### [Exercise goal]
Repeat each line exactly as it is written.

[Items from a data source]
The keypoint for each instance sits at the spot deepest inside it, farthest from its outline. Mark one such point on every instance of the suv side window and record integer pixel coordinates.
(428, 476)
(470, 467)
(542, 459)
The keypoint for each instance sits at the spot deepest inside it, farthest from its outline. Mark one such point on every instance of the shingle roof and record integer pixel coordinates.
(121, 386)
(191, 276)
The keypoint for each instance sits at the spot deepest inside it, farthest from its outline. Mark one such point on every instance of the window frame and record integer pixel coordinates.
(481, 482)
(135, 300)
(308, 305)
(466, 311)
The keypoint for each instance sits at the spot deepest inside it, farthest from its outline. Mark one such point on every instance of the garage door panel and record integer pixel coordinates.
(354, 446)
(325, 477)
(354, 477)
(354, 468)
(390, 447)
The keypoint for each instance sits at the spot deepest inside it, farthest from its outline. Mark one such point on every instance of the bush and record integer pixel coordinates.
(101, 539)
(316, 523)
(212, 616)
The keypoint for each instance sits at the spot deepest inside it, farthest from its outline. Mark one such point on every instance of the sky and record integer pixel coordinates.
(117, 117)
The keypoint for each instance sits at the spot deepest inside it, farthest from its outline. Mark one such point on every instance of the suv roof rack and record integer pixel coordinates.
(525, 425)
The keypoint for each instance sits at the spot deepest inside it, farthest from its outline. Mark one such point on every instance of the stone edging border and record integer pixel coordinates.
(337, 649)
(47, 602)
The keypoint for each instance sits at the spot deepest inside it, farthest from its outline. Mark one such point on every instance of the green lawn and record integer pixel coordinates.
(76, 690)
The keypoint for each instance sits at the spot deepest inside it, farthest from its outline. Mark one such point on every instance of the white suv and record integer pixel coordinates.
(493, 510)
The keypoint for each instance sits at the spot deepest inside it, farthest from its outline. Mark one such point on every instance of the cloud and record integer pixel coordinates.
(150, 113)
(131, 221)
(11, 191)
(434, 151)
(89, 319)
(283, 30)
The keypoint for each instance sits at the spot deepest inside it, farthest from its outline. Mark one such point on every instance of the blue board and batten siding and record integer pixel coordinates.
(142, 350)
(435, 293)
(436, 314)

### [Task result]
The keypoint for each instance sits at the spot deepest inside it, farthest from its outline. Mark one such point on every instance of the suv side window and record integer pixel coordinates.
(428, 476)
(470, 467)
(542, 459)
The keypoint for each instance sits at the spot deepest inside it, farthest from its outline. Mark one such point on every instance of the shingle roof and record integer pixel coordinates.
(121, 386)
(191, 276)
The keypoint for each instance sits at the spot deepest inside it, farthest from its outline. Mark one such point on every instance of the window frame and record integer pixel coordinates.
(481, 482)
(135, 300)
(308, 305)
(466, 311)
The keypoint for each instance sits at the spot deepest inside it, farthest from its outline. Mark one such point on every instance of the garage door panel and record integer pixel coordinates.
(354, 446)
(325, 477)
(354, 477)
(354, 468)
(390, 447)
The keypoint for each instance sits at the spot deepest inside it, farthest from its outline. Mark one such point on every instance of the bush and record integer pixel coordinates.
(101, 539)
(316, 523)
(212, 616)
The keypoint for each instance sits at the spot deepest inside it, farthest from its outline. Mark one such point on every instance of the sky and record integer pixel coordinates.
(117, 117)
The keypoint for each instance sits at the spot deepest inside it, farthest from its outline. Mark one such point on every instance of the suv roof rack and record integer pixel coordinates.
(525, 425)
The keypoint for each instance sits at the spot deepest inside it, farthest from its outline. Mark one such point on every instance of the stone edging border and record integer pixel coordinates.
(337, 649)
(47, 602)
The keypoint for each instance sits at the spot deepest inside it, farthest from its outline. Mark one such point on every instance of the green lawn and record integer pixel coordinates.
(76, 690)
The keypoint for each instance sits at the spot deepest inside it, farthest from its outline. Mark one such point on every instance of the white suv and record integer pixel coordinates.
(493, 510)
The keypoint for each instance sits at the spot deepest inside it, farthest from its outline. Mark one such point on every instance of the cloud and record integer pixel coordinates.
(150, 113)
(131, 221)
(11, 191)
(434, 151)
(89, 319)
(283, 30)
The keypoint for each instance sits at the spot deepest inside it, farthest from its outline. Mark one such point on every instance of the blue board and batten siding and record integer pixel coordinates.
(142, 350)
(435, 293)
(436, 314)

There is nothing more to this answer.